## Objetivo do exercício
Reescreva em forma de lista o parágrafo do texto sobre compras coletivas que começa com "Desde meados de 2009", conservando seus fatos principais.
-------- Trecho selecionado
Desde meados de 2009, os sites de compras coletivas se tornaram muito populares dentre os consumidores brasileiros, dada a oferta de produtos e serviços por preço muito inferior ao que comumente se pratica no mercado. O mecanismo funciona da seguinte forma: por um período pré-estabelecido, o produto ou serviço fica disponível para ser adquirido por qualquer um que estiver regularmente cadastrado no site. Sendo de seu interesse, o consumidor realiza a compra online, recebendo em troca um cupom (também chamado de voucher) comprovando a aquisição e que talvez lhe dê o direito de utilizar o serviço ou apropriar-se do produto ofertado com a sua apresentação ao estabelecimento empresarial conveniado com o site de compras coletivas. Talvez porque para que seja realmente efetivada a compra, deverá haver um número mínimo de consumidores interessados na oferta. O administrador do site de compra coletiva, portanto, funciona como um intermediário, angariando clientes para as lojas que se submetem às regras de venda coletiva.
Parece um grande negócio para o consumidor: adquire um produto ou serviço, muitas vezes de qualidade e renome, por um menor preço e no conforto de sua residência. Realmente, quando todo o procedimento corre bem, é bastante vantajoso. E quando alguma coisa dá errado? Aí sim os problemas se iniciam.
De forma didática, serão apresentados os problemas numa ordem cronológica, desde a oferta até após a celebração do contrato. Assim, acreditamos que fique mais fácil compreender todas as dificuldades que envolvem esta relação consumerista.
Esclarece-se, desde logo, que qualquer violação aqui apontada importa em nulidade da cláusula contratual que ela estabeleceu e, caso não seja possível a manutenção do contrato, a sua resolução (que significa dizer que as partes retornam ao seu estado inicial) com a consequente extinção da relação de consumo. Extrai-se tais conseqüências do disposto no artigo 51 do Código de Defesa do Consumidor.
O primeiro problema já se verifica no momento de interesse pela oferta. Na esmagadora maioria dos casos, o consumidor é obrigado a se cadastrar, inclusive fornecendo seu endereço eletrônico, sem ter acesso aos termos do contrato do serviço (os famosos “Termos e Condições de Usos e a Política de Privacidade”). Esta já é uma grave violação aos direitos do consumidor, haja vista que não se pode impor um serviço sem que o consumidor tenha ciência de suas especificidades. Ainda que seja um contrato de adesão, é direito do aderente de tomar conhecimento de seus termos.
Isto é, nitidamente, de decorrência lógica. Como pode alguém anuir com algo que não sabe? Não faz qualquer sentido. Além disso, em alguns sites a opção de anuência com os termos contratuais já vem selecionada, sem a opção do consumidor de não seleção.
----------------
-------- Extrato dos registros
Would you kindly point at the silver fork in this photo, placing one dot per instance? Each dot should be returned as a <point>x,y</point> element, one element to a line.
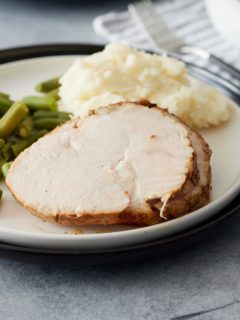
<point>159,34</point>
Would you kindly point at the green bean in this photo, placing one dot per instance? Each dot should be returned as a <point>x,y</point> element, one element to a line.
<point>54,94</point>
<point>48,85</point>
<point>2,161</point>
<point>12,118</point>
<point>7,151</point>
<point>50,114</point>
<point>5,95</point>
<point>25,143</point>
<point>48,123</point>
<point>36,103</point>
<point>25,128</point>
<point>6,167</point>
<point>5,104</point>
<point>2,143</point>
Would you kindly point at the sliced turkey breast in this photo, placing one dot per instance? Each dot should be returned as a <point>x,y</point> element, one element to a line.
<point>127,163</point>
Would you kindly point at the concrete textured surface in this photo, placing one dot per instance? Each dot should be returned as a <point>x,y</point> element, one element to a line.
<point>201,282</point>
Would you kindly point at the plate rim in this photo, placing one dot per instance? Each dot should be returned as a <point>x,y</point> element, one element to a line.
<point>48,50</point>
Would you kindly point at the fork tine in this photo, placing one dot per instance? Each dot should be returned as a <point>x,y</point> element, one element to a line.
<point>158,32</point>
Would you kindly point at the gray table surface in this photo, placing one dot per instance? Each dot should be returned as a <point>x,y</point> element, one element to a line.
<point>202,282</point>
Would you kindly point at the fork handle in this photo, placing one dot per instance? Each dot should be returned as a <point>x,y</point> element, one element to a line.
<point>211,58</point>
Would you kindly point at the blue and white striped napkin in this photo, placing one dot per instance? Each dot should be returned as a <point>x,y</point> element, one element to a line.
<point>188,18</point>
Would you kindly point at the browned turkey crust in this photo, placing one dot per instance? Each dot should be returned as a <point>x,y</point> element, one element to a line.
<point>191,196</point>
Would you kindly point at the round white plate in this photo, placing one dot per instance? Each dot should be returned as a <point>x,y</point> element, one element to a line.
<point>19,227</point>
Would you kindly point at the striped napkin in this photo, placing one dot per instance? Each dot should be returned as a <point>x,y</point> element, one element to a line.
<point>188,19</point>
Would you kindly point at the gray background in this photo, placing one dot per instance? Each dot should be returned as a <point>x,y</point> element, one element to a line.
<point>201,282</point>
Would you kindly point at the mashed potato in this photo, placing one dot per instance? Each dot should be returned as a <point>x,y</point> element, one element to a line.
<point>120,73</point>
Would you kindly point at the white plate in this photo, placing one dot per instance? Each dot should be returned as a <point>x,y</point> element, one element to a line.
<point>19,227</point>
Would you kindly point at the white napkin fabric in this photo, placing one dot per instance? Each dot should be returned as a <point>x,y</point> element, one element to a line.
<point>188,19</point>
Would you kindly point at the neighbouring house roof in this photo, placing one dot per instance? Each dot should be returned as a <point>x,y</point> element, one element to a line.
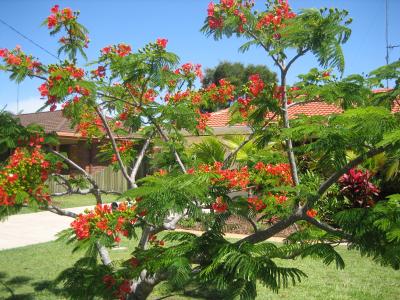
<point>56,122</point>
<point>221,118</point>
<point>51,121</point>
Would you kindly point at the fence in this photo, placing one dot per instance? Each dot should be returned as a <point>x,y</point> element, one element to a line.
<point>107,179</point>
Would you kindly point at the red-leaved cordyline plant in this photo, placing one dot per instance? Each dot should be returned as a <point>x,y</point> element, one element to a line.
<point>358,188</point>
<point>140,103</point>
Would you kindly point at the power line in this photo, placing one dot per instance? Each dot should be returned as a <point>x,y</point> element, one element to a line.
<point>29,39</point>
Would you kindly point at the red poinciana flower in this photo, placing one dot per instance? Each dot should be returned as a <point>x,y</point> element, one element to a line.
<point>256,203</point>
<point>162,42</point>
<point>219,205</point>
<point>312,213</point>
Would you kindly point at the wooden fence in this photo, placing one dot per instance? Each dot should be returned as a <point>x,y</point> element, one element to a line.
<point>107,179</point>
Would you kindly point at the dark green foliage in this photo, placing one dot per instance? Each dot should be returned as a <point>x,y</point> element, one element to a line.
<point>84,281</point>
<point>375,231</point>
<point>237,74</point>
<point>229,270</point>
<point>162,195</point>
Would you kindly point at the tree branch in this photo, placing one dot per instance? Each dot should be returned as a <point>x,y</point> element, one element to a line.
<point>113,143</point>
<point>61,212</point>
<point>139,160</point>
<point>262,235</point>
<point>96,190</point>
<point>326,227</point>
<point>249,138</point>
<point>300,53</point>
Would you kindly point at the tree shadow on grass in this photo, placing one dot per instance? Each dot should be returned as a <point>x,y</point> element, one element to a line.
<point>8,286</point>
<point>48,286</point>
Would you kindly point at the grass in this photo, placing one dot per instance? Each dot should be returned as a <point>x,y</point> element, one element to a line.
<point>24,268</point>
<point>72,201</point>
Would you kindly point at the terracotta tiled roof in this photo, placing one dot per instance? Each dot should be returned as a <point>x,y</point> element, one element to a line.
<point>221,118</point>
<point>50,121</point>
<point>396,106</point>
<point>314,109</point>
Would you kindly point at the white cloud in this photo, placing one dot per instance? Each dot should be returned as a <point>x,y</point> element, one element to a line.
<point>28,105</point>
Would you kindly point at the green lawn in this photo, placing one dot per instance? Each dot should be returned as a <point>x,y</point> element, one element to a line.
<point>72,201</point>
<point>24,268</point>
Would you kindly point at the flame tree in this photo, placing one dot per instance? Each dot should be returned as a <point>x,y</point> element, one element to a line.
<point>132,101</point>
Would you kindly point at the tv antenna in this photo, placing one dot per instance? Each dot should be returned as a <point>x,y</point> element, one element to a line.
<point>388,46</point>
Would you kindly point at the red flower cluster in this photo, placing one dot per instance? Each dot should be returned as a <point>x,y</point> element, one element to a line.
<point>244,106</point>
<point>256,84</point>
<point>280,170</point>
<point>213,21</point>
<point>234,179</point>
<point>121,50</point>
<point>162,42</point>
<point>155,242</point>
<point>26,171</point>
<point>221,93</point>
<point>59,16</point>
<point>103,221</point>
<point>16,58</point>
<point>59,77</point>
<point>280,12</point>
<point>123,147</point>
<point>356,186</point>
<point>217,13</point>
<point>219,205</point>
<point>188,69</point>
<point>149,96</point>
<point>256,203</point>
<point>312,213</point>
<point>99,72</point>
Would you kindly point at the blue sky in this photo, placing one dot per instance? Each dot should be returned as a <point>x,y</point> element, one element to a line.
<point>137,22</point>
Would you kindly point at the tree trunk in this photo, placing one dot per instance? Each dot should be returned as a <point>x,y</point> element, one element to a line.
<point>288,142</point>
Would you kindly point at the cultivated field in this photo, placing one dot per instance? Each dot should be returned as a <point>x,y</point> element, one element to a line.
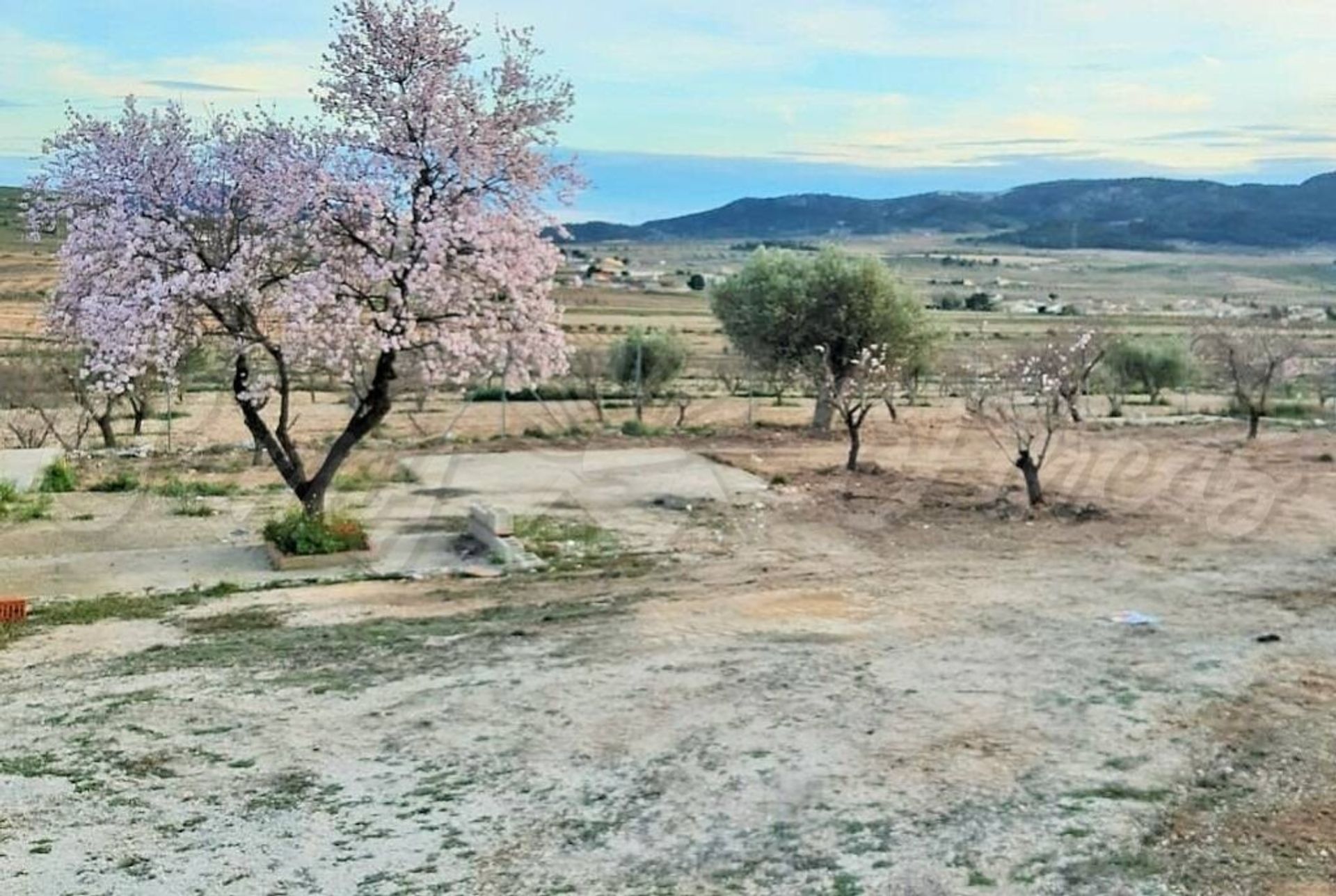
<point>743,669</point>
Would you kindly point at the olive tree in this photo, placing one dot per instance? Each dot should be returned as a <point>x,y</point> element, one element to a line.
<point>818,314</point>
<point>762,310</point>
<point>1152,365</point>
<point>647,362</point>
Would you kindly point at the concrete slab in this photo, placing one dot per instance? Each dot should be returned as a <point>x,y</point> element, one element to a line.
<point>24,466</point>
<point>408,522</point>
<point>595,481</point>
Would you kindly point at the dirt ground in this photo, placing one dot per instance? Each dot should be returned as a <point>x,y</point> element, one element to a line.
<point>889,682</point>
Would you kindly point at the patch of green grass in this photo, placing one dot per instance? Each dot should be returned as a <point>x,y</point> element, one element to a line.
<point>30,765</point>
<point>846,884</point>
<point>123,607</point>
<point>978,879</point>
<point>175,488</point>
<point>254,618</point>
<point>1118,791</point>
<point>300,534</point>
<point>27,509</point>
<point>120,481</point>
<point>22,508</point>
<point>58,479</point>
<point>568,545</point>
<point>1135,864</point>
<point>364,479</point>
<point>356,655</point>
<point>290,790</point>
<point>193,508</point>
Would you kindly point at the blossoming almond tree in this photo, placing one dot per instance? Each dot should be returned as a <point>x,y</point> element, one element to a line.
<point>402,227</point>
<point>1024,408</point>
<point>870,380</point>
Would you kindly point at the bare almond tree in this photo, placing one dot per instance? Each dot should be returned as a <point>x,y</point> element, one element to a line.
<point>589,366</point>
<point>1253,361</point>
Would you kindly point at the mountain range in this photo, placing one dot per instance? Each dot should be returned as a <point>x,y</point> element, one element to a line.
<point>1141,213</point>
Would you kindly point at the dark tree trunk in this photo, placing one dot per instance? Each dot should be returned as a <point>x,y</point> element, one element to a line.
<point>854,424</point>
<point>825,413</point>
<point>278,442</point>
<point>1025,463</point>
<point>109,434</point>
<point>139,406</point>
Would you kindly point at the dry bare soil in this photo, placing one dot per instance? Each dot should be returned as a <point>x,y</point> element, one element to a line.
<point>887,682</point>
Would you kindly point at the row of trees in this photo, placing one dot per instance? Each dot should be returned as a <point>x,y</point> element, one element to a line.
<point>861,339</point>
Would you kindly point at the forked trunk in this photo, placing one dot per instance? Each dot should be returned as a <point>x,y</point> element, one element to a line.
<point>854,445</point>
<point>283,449</point>
<point>854,418</point>
<point>825,412</point>
<point>1033,490</point>
<point>109,434</point>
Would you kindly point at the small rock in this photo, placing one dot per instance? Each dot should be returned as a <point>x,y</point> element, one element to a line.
<point>479,570</point>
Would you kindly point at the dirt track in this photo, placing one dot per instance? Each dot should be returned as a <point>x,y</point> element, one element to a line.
<point>875,684</point>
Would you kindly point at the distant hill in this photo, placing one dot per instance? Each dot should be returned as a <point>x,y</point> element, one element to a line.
<point>14,225</point>
<point>1144,213</point>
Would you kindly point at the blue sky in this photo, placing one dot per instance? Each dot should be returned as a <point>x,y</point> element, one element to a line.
<point>683,104</point>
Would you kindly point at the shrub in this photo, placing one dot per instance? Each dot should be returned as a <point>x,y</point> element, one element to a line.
<point>58,479</point>
<point>303,536</point>
<point>122,481</point>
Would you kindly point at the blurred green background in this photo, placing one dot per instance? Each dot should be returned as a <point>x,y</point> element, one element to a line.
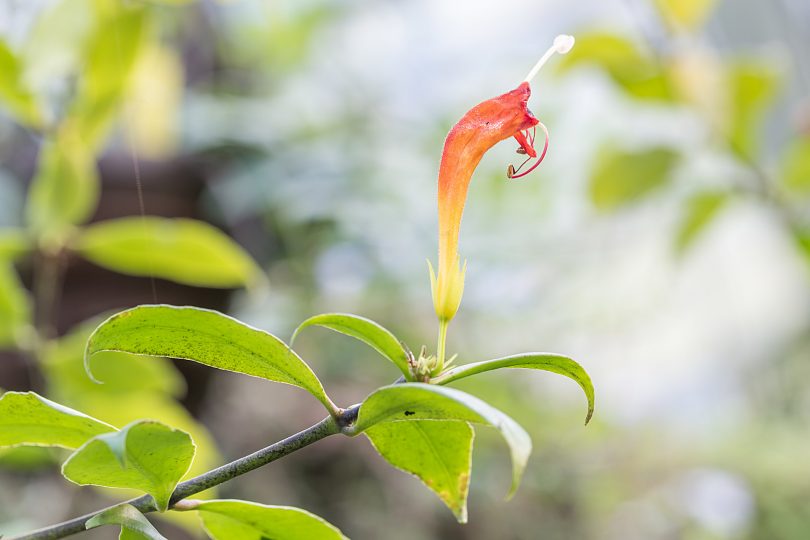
<point>664,244</point>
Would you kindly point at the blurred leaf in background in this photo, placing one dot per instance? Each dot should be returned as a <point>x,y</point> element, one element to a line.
<point>621,177</point>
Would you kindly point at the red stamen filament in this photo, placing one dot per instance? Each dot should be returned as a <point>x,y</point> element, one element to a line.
<point>511,172</point>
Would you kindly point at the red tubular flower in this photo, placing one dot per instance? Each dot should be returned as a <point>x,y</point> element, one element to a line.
<point>480,129</point>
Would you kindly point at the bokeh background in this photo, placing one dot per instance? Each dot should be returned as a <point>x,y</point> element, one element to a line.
<point>664,244</point>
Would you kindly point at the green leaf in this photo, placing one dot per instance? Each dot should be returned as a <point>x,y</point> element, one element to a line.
<point>555,363</point>
<point>229,519</point>
<point>701,209</point>
<point>637,74</point>
<point>620,178</point>
<point>752,87</point>
<point>207,337</point>
<point>121,373</point>
<point>367,331</point>
<point>145,455</point>
<point>686,14</point>
<point>13,244</point>
<point>182,250</point>
<point>65,188</point>
<point>439,453</point>
<point>419,401</point>
<point>109,57</point>
<point>796,166</point>
<point>15,306</point>
<point>134,525</point>
<point>15,96</point>
<point>29,419</point>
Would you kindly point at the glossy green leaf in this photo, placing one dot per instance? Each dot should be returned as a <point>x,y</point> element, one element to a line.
<point>367,331</point>
<point>65,188</point>
<point>207,337</point>
<point>13,244</point>
<point>15,305</point>
<point>419,401</point>
<point>182,250</point>
<point>15,96</point>
<point>134,525</point>
<point>145,455</point>
<point>121,373</point>
<point>555,363</point>
<point>620,178</point>
<point>230,519</point>
<point>29,419</point>
<point>686,14</point>
<point>752,87</point>
<point>637,74</point>
<point>796,166</point>
<point>108,60</point>
<point>439,453</point>
<point>700,210</point>
<point>53,46</point>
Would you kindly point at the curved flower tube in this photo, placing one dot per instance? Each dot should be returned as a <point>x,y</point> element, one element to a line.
<point>482,127</point>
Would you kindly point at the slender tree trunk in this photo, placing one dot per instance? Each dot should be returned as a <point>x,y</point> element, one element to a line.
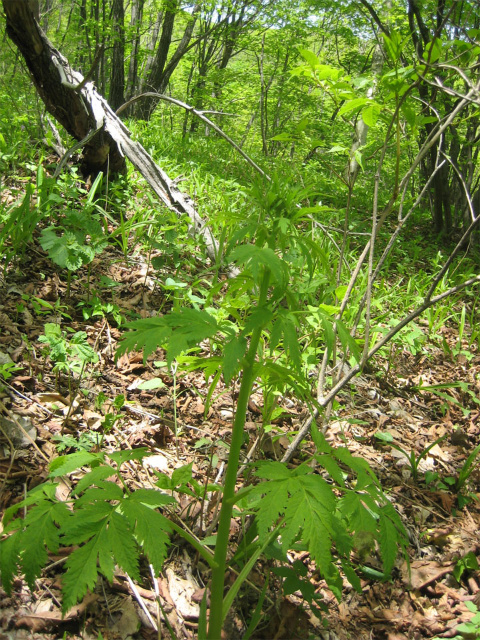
<point>117,80</point>
<point>158,74</point>
<point>61,89</point>
<point>136,18</point>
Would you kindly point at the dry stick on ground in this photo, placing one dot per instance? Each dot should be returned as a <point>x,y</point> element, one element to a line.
<point>86,116</point>
<point>325,400</point>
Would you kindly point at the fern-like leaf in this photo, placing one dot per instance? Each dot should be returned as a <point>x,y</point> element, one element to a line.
<point>150,528</point>
<point>82,570</point>
<point>179,331</point>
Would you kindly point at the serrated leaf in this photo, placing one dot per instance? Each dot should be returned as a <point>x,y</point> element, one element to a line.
<point>152,497</point>
<point>353,105</point>
<point>123,545</point>
<point>347,341</point>
<point>93,477</point>
<point>182,475</point>
<point>233,352</point>
<point>371,114</point>
<point>178,331</point>
<point>153,383</point>
<point>151,530</point>
<point>119,457</point>
<point>310,57</point>
<point>291,343</point>
<point>260,258</point>
<point>66,464</point>
<point>81,572</point>
<point>9,556</point>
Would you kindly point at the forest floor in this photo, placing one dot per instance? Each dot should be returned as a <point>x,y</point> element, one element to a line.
<point>425,598</point>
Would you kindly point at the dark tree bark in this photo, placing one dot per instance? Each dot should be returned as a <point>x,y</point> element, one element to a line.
<point>61,89</point>
<point>117,81</point>
<point>77,105</point>
<point>136,23</point>
<point>158,74</point>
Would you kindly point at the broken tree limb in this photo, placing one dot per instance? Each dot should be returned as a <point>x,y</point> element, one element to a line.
<point>88,118</point>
----------------
## Resposta
- Desde meados de 2009, os sites de compras coletivas ficaram muito populares entre os consumidores brasileiros por oferecerem produtos e serviços bem abaixo do preço de mercado.
- Por um período pré-estabelecido, a oferta fica disponível a qualquer pessoa regularmente cadastrada no site.
- O consumidor faz a compra online e recebe um cupom (voucher) que comprova a aquisição.
- Apresentado ao estabelecimento conveniado, o cupom pode dar direito ao serviço ou ao produto.
- A compra só se efetiva se houver um número mínimo de consumidores interessados na oferta.
- O administrador do site atua como intermediário e angaria clientes para as lojas que aceitam as regras da venda coletiva.